Документ
Анатолий Зиновьевич Иткин
Вдоль по памяти
Предисловие
Небогатая семья моего отца проживала в Витебске. Его отец (мой дед) был набожным евреем; дома говорили на идише, но дети к началу XX века сильно ассимилировались, учились в русской школе, а старшая сестра отца даже закончила гимназию. Они чисто говорили по-русски, грамотно писали и революцию встретили восторженно, ибо она дала им свободу перешагнуть через черту оседлости.
Семья матери жила на Украине в городе Херсóн. Мой дед, Наровлянский Фёдор Соломонович, был успешным предпринимателем, как тогда говорили — негоциантом. Он держал типографию, кажется — единственную в городе. Во время Гражданской войны семейству пришлось пережить массу тягот и бед.

Письменное задание 1
Приведите заново отрывок предисловия между словами «Семья матери жила» и «тягот и бед.» включительно.

Строки данных

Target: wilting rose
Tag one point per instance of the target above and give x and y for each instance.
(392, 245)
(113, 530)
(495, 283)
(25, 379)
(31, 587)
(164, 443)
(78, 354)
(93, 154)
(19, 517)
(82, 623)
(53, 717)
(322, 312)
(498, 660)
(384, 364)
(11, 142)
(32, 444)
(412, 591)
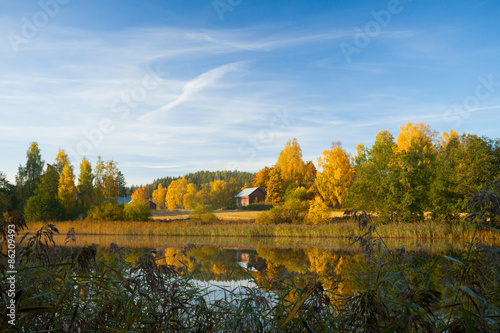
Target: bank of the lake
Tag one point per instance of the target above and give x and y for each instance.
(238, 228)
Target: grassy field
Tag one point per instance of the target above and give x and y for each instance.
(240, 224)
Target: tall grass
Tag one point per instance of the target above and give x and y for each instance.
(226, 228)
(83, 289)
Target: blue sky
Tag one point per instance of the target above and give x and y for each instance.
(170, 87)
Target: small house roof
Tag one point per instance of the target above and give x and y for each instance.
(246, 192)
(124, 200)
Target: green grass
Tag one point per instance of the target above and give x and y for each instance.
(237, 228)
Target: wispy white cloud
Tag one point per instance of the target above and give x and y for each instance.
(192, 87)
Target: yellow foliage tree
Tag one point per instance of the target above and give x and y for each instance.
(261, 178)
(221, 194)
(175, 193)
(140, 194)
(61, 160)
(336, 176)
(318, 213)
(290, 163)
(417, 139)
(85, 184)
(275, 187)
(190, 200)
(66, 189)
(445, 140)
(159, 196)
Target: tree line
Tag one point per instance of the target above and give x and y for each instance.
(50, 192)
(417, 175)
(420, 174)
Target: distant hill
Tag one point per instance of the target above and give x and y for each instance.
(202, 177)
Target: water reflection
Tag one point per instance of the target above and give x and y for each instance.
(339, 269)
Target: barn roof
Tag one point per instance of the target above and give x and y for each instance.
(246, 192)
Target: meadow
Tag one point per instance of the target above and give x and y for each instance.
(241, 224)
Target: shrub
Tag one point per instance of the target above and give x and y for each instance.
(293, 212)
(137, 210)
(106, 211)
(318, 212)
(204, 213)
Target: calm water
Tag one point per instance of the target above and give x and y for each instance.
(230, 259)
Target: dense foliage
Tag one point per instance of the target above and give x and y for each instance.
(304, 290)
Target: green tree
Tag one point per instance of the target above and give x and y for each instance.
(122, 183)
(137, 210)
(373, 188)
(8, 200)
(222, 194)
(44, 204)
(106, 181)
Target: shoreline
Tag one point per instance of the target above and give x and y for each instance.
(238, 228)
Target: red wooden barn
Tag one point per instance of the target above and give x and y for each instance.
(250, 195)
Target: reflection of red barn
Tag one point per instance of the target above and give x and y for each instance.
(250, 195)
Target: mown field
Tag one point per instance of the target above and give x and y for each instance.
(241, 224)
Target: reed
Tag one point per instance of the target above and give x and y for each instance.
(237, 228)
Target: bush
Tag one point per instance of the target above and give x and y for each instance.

Письменное задание 2
Укажите, сколько строк выше содержат слово «green» с учетом регистра, и в ответе дайте только число.

Результат упражнения 1
Семья матери жила на Украине в городе Херсóн. Мой дед, Наровлянский Фёдор Соломонович, был успешным предпринимателем, как тогда говорили — негоциантом. Он держал типографию, кажется — единственную в городе. Во время Гражданской войны семейству пришлось пережить массу тягот и бед.

Результат упражнения 2
2